Region pointing data:
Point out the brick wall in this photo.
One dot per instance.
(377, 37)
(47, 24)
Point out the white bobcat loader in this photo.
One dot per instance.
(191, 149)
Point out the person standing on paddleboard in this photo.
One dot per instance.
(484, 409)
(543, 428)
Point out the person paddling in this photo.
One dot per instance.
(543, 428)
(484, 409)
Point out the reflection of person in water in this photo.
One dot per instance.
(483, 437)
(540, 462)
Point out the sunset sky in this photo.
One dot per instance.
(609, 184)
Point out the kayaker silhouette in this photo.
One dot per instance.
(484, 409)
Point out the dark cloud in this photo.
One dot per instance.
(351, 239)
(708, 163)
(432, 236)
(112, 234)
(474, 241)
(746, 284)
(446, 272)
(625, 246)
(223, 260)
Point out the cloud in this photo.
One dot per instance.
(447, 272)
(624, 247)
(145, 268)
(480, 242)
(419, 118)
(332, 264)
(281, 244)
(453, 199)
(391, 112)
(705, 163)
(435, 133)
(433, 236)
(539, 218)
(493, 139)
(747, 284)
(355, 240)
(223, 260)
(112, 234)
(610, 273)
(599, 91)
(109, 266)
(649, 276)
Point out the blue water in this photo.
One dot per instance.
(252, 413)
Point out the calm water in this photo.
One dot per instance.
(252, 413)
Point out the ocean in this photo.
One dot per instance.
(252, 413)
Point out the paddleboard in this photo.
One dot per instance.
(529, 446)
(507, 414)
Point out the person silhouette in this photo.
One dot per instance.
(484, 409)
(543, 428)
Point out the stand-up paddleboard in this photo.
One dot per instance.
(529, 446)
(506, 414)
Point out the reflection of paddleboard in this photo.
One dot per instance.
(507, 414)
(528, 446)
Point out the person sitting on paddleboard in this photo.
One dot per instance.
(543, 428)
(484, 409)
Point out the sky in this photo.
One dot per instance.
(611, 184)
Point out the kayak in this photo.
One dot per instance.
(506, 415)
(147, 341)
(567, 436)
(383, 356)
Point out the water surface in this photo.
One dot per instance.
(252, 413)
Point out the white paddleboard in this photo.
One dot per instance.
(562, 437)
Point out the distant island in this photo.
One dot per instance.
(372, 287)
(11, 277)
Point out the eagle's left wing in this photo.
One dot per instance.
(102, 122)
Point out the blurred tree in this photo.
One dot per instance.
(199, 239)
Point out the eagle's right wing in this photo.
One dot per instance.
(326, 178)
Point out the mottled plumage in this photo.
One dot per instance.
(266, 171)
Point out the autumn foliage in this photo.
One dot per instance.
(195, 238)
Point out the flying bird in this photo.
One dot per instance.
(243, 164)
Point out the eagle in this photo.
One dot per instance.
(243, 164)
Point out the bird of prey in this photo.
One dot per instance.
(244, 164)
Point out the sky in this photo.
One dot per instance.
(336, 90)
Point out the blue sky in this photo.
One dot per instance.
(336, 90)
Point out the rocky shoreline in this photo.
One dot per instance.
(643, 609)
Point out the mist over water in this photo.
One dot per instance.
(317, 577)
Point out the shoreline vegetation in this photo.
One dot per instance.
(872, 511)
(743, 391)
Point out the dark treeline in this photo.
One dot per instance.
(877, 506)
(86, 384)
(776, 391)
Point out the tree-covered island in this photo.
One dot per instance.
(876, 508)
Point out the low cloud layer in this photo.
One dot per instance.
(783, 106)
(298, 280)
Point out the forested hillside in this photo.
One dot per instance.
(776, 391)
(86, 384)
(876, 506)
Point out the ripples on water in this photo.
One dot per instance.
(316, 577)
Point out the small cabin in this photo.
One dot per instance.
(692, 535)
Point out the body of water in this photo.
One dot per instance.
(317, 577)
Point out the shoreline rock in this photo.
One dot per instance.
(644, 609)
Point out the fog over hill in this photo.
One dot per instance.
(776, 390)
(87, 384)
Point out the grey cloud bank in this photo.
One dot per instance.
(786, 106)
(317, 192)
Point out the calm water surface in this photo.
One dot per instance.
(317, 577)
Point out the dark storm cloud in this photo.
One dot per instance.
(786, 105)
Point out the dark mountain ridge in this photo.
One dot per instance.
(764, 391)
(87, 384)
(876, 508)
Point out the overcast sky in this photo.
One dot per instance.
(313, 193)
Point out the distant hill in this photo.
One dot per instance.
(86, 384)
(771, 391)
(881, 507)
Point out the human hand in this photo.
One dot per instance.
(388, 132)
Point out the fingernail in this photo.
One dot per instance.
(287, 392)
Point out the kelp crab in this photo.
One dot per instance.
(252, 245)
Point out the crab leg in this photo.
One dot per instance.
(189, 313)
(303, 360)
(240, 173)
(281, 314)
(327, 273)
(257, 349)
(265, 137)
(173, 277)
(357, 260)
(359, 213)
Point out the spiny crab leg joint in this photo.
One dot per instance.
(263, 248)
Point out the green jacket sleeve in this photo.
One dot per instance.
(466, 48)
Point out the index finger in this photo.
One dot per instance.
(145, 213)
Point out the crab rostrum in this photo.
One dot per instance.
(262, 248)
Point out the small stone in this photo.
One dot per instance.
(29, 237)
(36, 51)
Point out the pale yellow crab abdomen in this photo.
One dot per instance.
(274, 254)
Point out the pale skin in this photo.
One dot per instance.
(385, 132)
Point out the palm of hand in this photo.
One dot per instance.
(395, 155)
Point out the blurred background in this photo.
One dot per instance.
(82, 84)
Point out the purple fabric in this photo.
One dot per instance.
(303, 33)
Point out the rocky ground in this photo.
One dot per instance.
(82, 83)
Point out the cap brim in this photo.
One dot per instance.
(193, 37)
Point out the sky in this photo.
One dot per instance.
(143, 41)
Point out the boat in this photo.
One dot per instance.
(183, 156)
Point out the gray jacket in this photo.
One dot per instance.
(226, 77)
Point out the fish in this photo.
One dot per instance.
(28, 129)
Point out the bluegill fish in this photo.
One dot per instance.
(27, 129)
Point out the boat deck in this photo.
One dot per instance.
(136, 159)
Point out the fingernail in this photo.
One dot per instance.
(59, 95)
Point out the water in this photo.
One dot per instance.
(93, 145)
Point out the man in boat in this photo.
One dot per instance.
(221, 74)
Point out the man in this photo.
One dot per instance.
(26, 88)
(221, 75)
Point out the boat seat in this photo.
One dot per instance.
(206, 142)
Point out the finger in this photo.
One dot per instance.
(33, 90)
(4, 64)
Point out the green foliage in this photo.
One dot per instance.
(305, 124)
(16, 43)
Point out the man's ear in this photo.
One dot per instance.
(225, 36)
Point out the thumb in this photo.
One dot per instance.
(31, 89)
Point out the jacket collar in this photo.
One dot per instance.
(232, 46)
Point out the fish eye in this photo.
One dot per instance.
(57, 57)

Work required: Could you copy every line in the records that holds "small"?

Exercise output:
Point out the small cabin in this photo.
Point out the small stone in this photo.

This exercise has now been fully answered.